## Extracted text
____________________

Closing statement: With rate-cut expectations delayed, improving confidence in diplomacy, and no immediate escalation in geopolitical risks, gold remains under pressure below $5,000. Unless risk sentiment deteriorates sharply or US data forces a more dovish Fed repricing, XAU/USD may struggle to regain upside momentum in the near term.
CRUDE OIL
- Crude Oil Price: West Texas Intermediate (WTI) edges modestly lower during European trading on Tuesday, hovering around $63.00, after posting more than 1.5% gains in the previous session. The pullback looks corrective rather than impulsive, with prices consolidating recent upside.
- OPEC+ supply: According to Reuters, OPEC+ is leaning toward resuming output increases from April following a three-month pause, aiming to meet peak summer demand. The prospect of higher supply is acting as a near-term headwind for crude prices.
- Hormuz tensions: Iran conducted naval drills in the Strait of Hormuz after the US deployed an additional aircraft carrier to the region. This comes ahead of talks in Switzerland, where Abbas Araghchi is set to meet US special envoy Steve Witkoff to discuss Iran’s nuclear and missile programs. The situation maintains a geopolitical risk premium in oil markets.
- European supply: Hungary and Slovakia have formally asked Croatia to allow Russian crude transit via the Adriatic pipeline, following the full suspension of flows through Ukraine’s section of the Druzhba pipeline since late January. This highlights ongoing fragility in European crude logistics.
- Citi prediction: Citigroup warned that oil prices could fall toward $60 if Donald Trump succeeds in brokering deals with Iran and Russia, potentially easing sanctions and increasing global supply.
Closing statement: WTI remains caught between geopolitical risk support and rising supply expectations. While Middle East tensions and disrupted European flows underpin prices, the likelihood of OPEC+ output increases and potential geopolitical deals could limit upside. A sustained move above recent highs may prove difficult unless supply risks escalate meaningfully.
DAX
- DAX Price: After five consecutive red sessions, the DAX remains slightly lower on Tuesday, trading around 24,735 points. Selling pressure has eased somewhat, but buyers are still struggling to regain control after last week’s drawdown.
- German inflation: Final January CPI in Germany came in at +2.1% y/y, unchanged from the preliminary estimate, according to Destatis. As expected, the market reaction was muted, with the data offering no new signal for ECB policy.
- ECB outlook: Markets continue to assume that the European Central Bank will leave rates unchanged this year, though a gradual dovish repricing has been unfolding since the start of the year. This shift is driven by easing inflation dynamics and policymakers’ growing sensitivity to the exchange rate after the euro pushed above the 1.20 level against the US dollar.
- Auto flows: According to Reuters, tens of thousands of vehicles are being exported from China to Russia via gray-market channels, often bypassing Western and Asian sanctions as well as automakers’ pledges to exit the Russian market. The issue highlights persistent geopolitical distortions affecting global trade and competition.
- ZEW survey: In Germany, attention turns to the February ZEW survey from ZEW. Both the current conditions index and expectations rebounded in January, offering a tentative positive signal for economic momentum. A further improvement could help stabilize sentiment around German equities.
Closing statement: The DAX remains fragile after a prolonged losing streak, with inflation data offering little immediate relief. While expectations of ECB stability and improving sentiment indicators provide some support, the index may need a clear improvement in macro confidence or earnings visibility before a sustained rebound can take hold. For now, the bias remains cautious, with consolidation favored near current levels.

____________________

According to the market commentary, what was Germany's final January CPI reading year over year?

____________________

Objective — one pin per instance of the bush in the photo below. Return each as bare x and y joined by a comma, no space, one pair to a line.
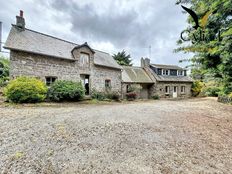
113,96
4,81
155,97
62,90
98,95
212,91
230,95
105,95
25,90
196,88
131,96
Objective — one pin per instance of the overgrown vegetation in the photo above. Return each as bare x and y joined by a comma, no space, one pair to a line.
155,97
196,88
25,90
122,58
213,50
4,71
62,90
131,96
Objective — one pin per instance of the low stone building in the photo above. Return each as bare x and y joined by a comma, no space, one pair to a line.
136,78
165,81
49,58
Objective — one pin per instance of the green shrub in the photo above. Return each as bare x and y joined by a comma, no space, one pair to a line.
230,95
25,90
155,97
98,95
131,96
4,81
113,96
212,91
196,88
63,90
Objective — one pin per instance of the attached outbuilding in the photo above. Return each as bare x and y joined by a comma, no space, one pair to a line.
136,79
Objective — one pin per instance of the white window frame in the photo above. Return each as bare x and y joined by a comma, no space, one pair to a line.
182,89
165,72
168,89
108,81
51,80
180,73
84,59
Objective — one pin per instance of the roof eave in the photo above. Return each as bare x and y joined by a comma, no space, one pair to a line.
107,66
15,49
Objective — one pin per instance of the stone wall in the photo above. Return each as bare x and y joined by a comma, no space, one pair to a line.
28,64
100,74
160,89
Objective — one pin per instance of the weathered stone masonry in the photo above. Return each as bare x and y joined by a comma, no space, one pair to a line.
40,66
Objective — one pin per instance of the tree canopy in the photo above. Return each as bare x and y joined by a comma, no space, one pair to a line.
122,58
211,42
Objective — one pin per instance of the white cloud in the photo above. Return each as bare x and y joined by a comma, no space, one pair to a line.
110,26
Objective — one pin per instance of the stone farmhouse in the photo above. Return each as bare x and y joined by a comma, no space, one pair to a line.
49,58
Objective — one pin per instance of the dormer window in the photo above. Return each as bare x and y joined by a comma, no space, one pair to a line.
180,73
165,72
84,59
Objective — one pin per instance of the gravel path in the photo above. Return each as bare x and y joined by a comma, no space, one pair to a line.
187,136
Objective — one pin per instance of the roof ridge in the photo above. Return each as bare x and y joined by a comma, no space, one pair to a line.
164,64
54,37
48,35
132,66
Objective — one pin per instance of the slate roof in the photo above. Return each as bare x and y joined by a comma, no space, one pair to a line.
35,42
174,78
131,74
164,78
167,66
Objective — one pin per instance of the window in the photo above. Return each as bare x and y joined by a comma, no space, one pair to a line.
180,73
159,71
50,80
128,88
84,59
167,89
165,72
182,89
1,68
107,84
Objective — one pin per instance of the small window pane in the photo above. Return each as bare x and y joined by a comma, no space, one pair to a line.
183,89
167,89
107,84
50,80
84,59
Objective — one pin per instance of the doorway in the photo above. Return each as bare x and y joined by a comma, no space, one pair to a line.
85,82
174,91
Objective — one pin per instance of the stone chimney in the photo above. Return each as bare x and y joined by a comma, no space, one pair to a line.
146,62
20,22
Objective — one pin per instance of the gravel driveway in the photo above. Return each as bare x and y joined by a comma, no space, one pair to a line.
186,136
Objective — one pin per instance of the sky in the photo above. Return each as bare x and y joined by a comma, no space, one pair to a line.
109,25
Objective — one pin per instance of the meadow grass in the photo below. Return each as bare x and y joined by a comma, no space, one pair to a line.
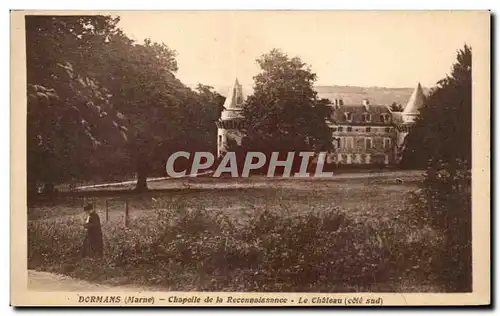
312,235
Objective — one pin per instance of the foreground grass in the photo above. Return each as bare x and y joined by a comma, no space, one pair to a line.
311,236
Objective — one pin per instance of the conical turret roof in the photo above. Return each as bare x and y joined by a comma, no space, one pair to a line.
416,101
234,100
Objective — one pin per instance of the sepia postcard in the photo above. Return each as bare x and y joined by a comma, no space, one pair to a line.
250,158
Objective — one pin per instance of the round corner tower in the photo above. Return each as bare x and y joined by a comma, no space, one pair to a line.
408,118
230,123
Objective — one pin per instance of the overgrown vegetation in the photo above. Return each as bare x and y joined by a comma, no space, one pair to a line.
275,248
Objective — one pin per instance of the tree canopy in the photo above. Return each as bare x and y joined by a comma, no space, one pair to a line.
443,130
284,112
101,104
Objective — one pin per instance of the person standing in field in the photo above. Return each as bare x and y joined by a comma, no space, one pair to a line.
93,244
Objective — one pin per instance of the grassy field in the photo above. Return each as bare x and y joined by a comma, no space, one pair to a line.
354,232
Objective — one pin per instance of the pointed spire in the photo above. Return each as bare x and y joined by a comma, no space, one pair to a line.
416,101
234,98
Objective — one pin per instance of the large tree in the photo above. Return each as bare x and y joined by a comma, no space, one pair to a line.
69,114
443,130
284,112
131,107
441,140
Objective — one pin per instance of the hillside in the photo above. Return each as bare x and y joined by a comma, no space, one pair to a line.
353,94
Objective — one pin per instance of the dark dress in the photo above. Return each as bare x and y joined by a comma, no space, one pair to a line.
93,245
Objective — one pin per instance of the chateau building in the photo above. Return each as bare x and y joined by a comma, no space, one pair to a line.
361,133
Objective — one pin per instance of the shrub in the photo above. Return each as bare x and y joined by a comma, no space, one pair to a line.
445,202
196,249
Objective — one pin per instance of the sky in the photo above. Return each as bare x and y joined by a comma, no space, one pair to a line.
385,49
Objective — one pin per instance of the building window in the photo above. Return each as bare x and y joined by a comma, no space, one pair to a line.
368,143
349,143
337,142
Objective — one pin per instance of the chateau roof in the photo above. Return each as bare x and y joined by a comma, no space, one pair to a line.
415,102
357,112
234,98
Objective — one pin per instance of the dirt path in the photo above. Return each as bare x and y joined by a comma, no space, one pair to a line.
46,281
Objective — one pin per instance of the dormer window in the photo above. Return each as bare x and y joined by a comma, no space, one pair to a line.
367,117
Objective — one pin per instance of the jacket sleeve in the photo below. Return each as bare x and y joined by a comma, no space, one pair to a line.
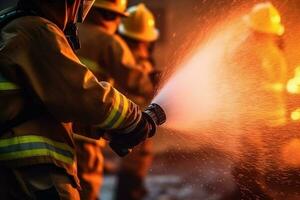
127,74
69,91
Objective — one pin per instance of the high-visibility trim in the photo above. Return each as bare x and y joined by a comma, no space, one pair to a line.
32,146
118,113
7,85
113,112
124,112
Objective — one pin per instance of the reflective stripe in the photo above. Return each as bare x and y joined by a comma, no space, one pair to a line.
124,112
32,146
92,65
118,113
7,85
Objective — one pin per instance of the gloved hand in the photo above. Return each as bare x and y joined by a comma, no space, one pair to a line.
123,143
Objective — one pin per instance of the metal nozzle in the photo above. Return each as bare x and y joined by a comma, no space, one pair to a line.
156,113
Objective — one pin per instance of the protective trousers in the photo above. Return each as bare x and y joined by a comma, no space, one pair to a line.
90,169
40,182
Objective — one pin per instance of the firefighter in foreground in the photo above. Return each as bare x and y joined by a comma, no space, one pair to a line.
44,88
260,75
139,32
110,59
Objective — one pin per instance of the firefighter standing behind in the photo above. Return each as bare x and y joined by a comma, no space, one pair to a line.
109,58
259,76
139,32
43,89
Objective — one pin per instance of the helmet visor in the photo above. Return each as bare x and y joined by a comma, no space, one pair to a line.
84,9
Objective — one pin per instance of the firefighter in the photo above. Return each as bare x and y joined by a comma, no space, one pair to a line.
44,88
109,58
140,33
259,76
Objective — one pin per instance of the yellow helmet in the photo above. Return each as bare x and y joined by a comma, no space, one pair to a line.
265,18
116,6
140,25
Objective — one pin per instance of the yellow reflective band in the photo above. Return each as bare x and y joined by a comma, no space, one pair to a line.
8,86
34,153
31,139
114,111
32,146
124,112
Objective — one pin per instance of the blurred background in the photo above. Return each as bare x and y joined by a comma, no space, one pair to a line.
179,173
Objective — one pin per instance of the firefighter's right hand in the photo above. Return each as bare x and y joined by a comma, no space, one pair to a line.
123,143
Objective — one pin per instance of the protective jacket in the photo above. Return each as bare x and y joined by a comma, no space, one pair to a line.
39,71
114,60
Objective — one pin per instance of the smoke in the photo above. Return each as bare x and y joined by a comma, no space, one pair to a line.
211,100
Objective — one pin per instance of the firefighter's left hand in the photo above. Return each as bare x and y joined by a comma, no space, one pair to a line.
122,143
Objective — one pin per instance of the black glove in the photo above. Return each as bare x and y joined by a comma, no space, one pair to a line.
123,143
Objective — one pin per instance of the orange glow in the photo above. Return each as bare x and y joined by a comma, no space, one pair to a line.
295,115
293,85
291,153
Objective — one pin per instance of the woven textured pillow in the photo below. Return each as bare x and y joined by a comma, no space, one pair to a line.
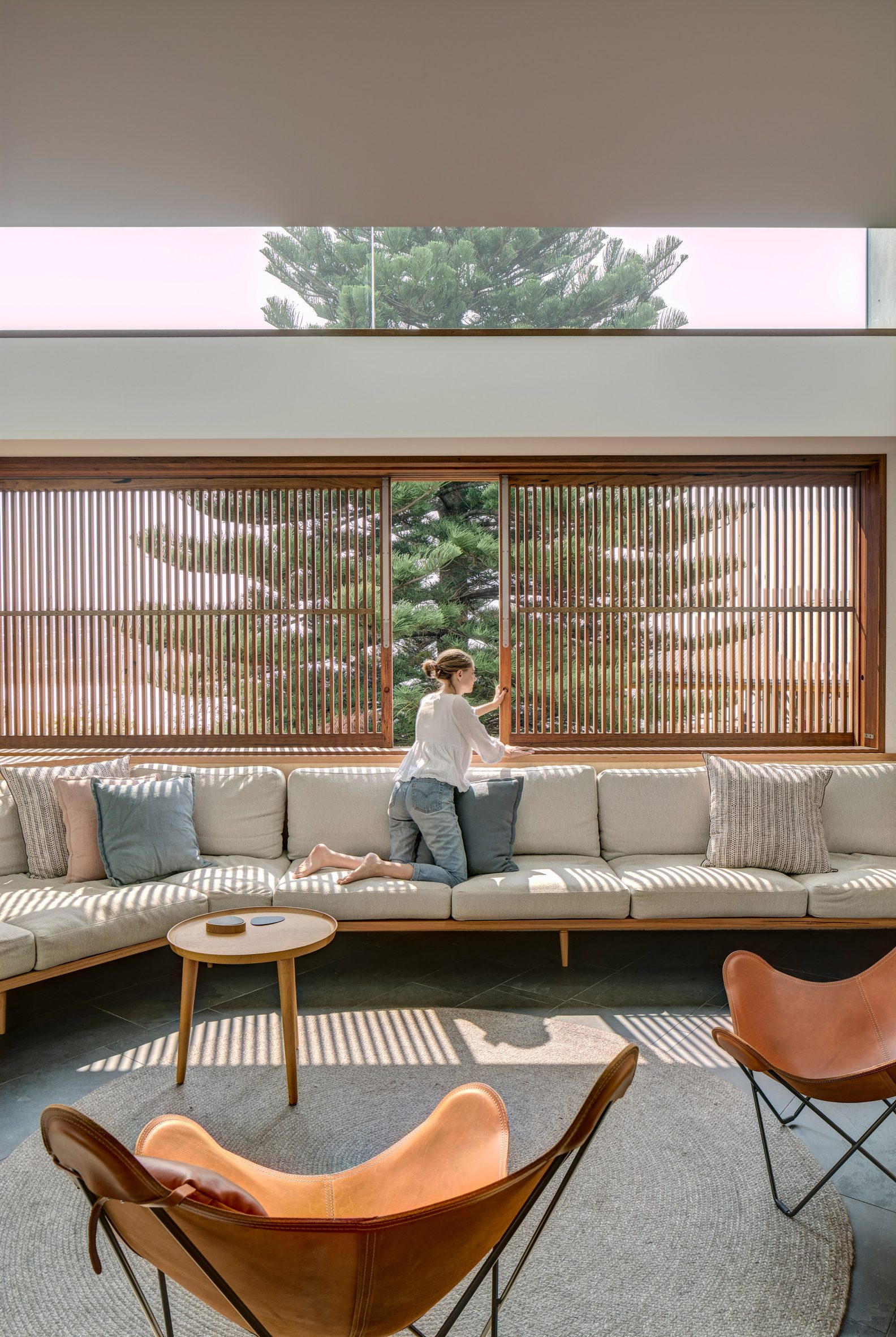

____________________

## Right answer
+2.1% y/y, unchanged from the preliminary estimate.